**Document segment:**

A Broken Home

He wooed her. Promised her the world. He was going to be different from all the others.  The little money she had left, they were going to invest and spend on things that mattered. She won’t want for food, for shelter, or for protection. The children would be educated. Especially, he was going to listen to her.  “Open lines” that’s what he said.  He was going to catch the bad guys; the ones who ran off with her money. Things were going to change. This house was going to be rid of dishonesty, of cheating, of treachery.

He promised her a new life.

And so she chose him. He was a good man, despite his friends and relatives.  He was clean, despite being a tad traditional.

Four years later there’s no new life. There’s no change.

Mother and Child by Onib Olmedo
Mother and Child by Onib Olmedo

She is poorer by more than 1 percent. Twenty three million of her children could barely eat thrice a day. 12.1 million of them are without work.  And she keeps having more children- 5,000 a day.  She fears she would not have enough money to support her growing brood.

He is consumed by his love for his friends and tradition. And especially, he doesn’t listen. He spends days and nights discussing her life with his friends. And he’s busy keeping up with tradition.

She toils all day earning a measly P500 and gives a portion to him.  And yet. The house is in disrepair, there is no money for education, and she has to beg for medicine.  Storms and earthquakes visited them every year. But she couldn’t count on him.  They had to depend on the kindness of others.  Help was slow or puny. She wasn’t even sure if he had heard her nagging about how the house was unprepared for disaster and that they needed provisions because of a storm. He was busy brainstorming- and making all-important decisions on her behalf- with his friends.

In the meantime, he asks for 35 million a year to maintain the House.  “To promulgate rules” they say. And yet last year, they passed only one rule: postponing the Kabataang Barangay Elections.  Spent 35 million for one rule. She doesn’t see them keeping house.  But she remembers them, as they would give speeches television, or fight amongst themselves.

And while she was earning 5,000 a month, the friends were provided with expensive pork at 70 to 200 million each. “To pave roads and erect school buildings, or pay for scholarships, hospital bills and fertilizers” they replied. She didn’t believe them.  “How was the money spent? Did you check?” she asked.

There were thieves inside the House.  Whistles were blown.  Allegedly, they had been running away with her money for years. They kept the hoard in barrels and NGOs. There was another woman called Janet. This house was never rid of dishonesty, of cheating, of treachery. They were still at it.

She was enraged. 1 million of her children took to the streets. And so he listened. For a few days, perhaps a month.  Put the other woman on detention. Showed a bit of remorse. Gave up a chunk of the friends’ development funds. Except that bigger thieves are out prowling the streets.  Janet is being housed in a cozy cell.  And no one’s explaining line-items and allocations, or why they cannot give up the DAP.

They needed to talk. But he hasn’t listened for years.  What about revenge? Find a lover, sleep with the enemy. Except that she would just be repeating the sins of the past.

**Your tasks:**
• a. From the broken-home essay, set down the part that opens with the words containing "He wooed her." and closes with "There’s no change.".
• b. In the broken-home essay, how many of her children took to the streets?

(Records from a data collection)

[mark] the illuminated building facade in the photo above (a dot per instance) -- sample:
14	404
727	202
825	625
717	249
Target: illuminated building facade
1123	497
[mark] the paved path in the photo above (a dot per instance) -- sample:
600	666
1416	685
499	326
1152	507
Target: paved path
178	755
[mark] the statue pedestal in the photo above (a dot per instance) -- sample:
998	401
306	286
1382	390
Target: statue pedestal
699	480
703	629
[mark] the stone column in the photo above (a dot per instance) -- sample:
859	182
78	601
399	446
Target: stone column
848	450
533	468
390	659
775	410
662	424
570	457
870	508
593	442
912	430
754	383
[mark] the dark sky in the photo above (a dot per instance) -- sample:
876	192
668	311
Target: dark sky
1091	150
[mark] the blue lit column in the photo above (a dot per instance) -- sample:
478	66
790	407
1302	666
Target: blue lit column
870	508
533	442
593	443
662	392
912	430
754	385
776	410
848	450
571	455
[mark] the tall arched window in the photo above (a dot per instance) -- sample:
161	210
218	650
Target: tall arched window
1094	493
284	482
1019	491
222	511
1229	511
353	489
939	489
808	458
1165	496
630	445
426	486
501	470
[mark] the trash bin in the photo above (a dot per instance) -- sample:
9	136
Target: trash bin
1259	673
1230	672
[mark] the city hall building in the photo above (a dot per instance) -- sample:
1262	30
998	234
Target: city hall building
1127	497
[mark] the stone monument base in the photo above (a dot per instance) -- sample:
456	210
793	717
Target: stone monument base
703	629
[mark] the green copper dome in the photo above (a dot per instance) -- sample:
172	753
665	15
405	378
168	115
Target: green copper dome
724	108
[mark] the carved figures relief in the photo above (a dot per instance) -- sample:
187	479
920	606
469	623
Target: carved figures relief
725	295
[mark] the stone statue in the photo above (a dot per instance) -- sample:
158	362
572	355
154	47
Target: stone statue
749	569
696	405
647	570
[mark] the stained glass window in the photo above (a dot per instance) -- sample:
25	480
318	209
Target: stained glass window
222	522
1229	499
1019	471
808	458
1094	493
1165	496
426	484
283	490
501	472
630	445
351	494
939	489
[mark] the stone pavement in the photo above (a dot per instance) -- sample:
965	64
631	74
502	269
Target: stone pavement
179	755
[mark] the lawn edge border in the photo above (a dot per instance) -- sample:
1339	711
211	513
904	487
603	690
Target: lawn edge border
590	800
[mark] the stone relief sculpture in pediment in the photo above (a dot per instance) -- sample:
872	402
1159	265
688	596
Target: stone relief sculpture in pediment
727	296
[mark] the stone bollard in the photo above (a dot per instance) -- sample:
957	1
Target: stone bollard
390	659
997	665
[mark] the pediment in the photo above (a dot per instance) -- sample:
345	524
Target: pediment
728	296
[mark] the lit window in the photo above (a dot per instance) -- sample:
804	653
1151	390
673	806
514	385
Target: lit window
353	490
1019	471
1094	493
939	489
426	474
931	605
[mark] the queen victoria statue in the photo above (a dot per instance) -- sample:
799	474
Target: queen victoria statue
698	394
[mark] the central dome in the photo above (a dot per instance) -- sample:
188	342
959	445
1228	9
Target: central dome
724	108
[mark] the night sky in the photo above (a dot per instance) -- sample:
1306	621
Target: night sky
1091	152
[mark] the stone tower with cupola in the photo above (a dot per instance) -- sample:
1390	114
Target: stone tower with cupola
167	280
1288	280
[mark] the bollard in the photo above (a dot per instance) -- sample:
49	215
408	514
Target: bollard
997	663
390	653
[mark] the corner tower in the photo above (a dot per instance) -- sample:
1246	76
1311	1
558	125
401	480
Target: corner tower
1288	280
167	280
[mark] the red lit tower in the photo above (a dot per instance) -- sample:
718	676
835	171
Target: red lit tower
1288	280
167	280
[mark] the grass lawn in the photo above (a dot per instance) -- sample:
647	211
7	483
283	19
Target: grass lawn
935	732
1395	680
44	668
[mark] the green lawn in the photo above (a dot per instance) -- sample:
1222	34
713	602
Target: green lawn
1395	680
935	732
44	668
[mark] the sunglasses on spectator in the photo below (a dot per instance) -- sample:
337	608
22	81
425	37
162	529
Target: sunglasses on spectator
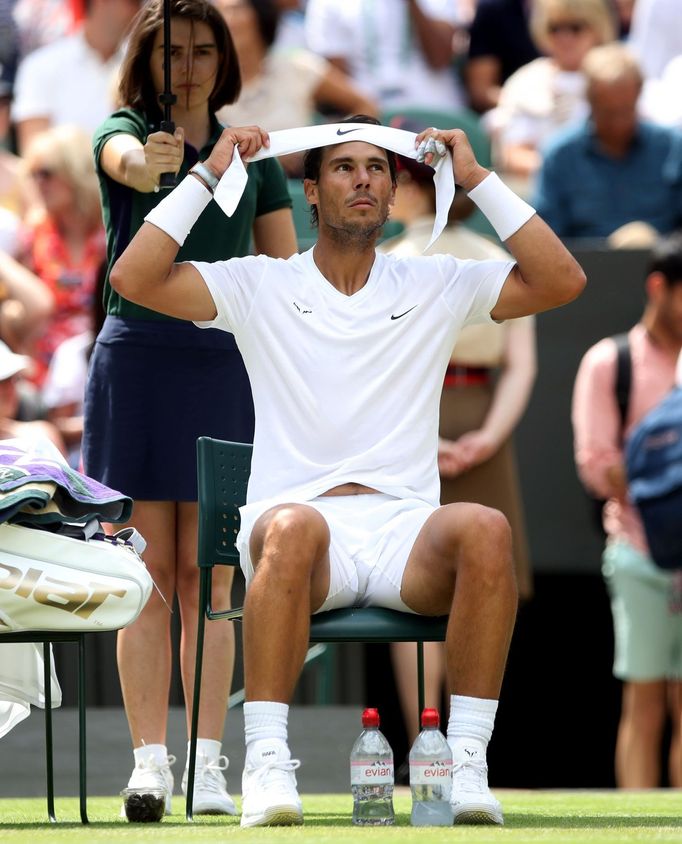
572	27
42	174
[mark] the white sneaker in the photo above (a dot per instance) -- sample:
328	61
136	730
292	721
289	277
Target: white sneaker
471	800
269	796
150	774
210	789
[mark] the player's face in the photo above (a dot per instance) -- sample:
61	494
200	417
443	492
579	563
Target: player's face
354	191
194	62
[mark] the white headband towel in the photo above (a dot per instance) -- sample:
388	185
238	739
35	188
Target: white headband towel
232	184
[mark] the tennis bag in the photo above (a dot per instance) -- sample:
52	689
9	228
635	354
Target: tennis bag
653	462
59	583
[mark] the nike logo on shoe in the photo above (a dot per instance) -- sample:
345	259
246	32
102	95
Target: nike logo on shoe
398	316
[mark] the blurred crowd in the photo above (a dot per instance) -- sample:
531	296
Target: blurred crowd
579	100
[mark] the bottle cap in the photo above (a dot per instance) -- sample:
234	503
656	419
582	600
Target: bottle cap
370	718
430	718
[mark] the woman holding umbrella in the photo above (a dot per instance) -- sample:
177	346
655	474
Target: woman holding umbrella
156	384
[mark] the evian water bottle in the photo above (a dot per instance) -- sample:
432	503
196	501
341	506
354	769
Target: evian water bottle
371	774
431	775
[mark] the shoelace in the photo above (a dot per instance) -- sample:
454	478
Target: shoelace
209	776
154	767
470	775
280	770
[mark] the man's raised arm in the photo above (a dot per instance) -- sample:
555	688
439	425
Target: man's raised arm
146	272
546	274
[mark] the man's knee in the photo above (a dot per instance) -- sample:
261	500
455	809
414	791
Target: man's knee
486	542
294	531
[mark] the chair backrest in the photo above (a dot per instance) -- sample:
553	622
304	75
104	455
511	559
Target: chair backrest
223	470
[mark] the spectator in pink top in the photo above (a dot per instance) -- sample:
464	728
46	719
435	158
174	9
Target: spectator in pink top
645	600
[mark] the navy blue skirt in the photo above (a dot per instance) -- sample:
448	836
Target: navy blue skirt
153	388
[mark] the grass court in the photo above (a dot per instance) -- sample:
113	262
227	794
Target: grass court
530	816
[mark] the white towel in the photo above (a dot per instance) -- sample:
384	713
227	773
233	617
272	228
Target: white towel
233	182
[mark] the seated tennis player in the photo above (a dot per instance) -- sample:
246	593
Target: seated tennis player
346	350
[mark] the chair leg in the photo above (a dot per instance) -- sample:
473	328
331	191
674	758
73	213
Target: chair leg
49	767
82	749
196	697
420	683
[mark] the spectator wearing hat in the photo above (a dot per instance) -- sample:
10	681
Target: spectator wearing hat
614	168
486	390
548	93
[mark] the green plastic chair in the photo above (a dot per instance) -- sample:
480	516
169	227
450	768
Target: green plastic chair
223	473
47	637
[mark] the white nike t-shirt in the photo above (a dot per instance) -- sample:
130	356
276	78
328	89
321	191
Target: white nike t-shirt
347	388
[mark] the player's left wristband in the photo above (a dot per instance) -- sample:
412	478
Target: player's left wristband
178	212
505	211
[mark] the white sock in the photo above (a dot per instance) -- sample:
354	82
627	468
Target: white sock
471	719
209	749
157	752
265	719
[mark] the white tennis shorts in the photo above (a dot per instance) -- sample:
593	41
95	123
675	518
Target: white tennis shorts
371	539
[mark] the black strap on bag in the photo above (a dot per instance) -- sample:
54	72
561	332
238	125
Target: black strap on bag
622	391
623	376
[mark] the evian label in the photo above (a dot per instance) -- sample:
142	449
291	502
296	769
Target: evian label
371	772
430	773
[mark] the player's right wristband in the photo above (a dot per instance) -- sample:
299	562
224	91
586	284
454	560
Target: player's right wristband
178	212
505	211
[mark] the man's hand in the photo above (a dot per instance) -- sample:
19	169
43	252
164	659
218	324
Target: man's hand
163	153
468	172
469	450
248	140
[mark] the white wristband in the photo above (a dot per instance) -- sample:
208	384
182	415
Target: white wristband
506	211
179	211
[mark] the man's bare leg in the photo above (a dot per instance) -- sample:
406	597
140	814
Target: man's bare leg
289	548
640	733
461	564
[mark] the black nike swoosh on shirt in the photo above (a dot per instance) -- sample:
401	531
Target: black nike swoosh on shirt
397	316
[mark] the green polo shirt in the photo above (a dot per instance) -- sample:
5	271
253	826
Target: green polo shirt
215	237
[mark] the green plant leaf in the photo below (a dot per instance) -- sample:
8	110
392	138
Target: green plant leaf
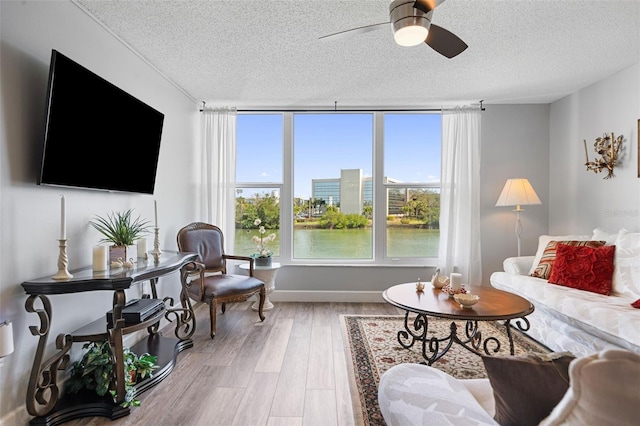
120	228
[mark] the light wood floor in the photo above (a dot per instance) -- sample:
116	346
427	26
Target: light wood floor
288	370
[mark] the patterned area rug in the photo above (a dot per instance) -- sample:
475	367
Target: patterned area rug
373	348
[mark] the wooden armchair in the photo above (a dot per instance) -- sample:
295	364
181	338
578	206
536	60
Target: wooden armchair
206	280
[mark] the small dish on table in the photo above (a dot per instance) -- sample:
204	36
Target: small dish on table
452	292
466	300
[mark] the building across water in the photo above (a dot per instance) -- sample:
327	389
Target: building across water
351	192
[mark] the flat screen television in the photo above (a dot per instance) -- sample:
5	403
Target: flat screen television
97	136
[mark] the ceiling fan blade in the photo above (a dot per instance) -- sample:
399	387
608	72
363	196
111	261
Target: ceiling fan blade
427	5
445	42
355	31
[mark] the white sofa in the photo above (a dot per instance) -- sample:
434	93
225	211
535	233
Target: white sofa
578	321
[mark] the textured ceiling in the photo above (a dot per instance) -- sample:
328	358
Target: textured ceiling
264	54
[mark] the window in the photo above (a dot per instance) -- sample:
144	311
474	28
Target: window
333	155
412	147
259	180
340	187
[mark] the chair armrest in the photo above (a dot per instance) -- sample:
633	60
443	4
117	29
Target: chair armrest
518	265
190	271
246	258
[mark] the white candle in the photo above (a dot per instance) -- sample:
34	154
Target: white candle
455	280
63	219
100	258
142	247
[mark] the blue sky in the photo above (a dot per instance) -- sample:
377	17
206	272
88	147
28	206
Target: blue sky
327	143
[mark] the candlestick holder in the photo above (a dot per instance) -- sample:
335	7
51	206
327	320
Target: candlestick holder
63	262
156	245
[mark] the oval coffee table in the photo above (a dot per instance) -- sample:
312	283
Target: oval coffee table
494	305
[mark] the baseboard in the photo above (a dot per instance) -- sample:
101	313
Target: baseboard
326	296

**Answer section:**
• a.
He wooed her. Promised her the world. He was going to be different from all the others.  The little money she had left, they were going to invest and spend on things that mattered. She won’t want for food, for shelter, or for protection. The children would be educated. Especially, he was going to listen to her.  “Open lines” that’s what he said.  He was going to catch the bad guys; the ones who ran off with her money. Things were going to change. This house was going to be rid of dishonesty, of cheating, of treachery.

He promised her a new life.

And so she chose him. He was a good man, despite his friends and relatives.  He was clean, despite being a tad traditional.

Four years later there’s no new life. There’s no change.

• b. 1 million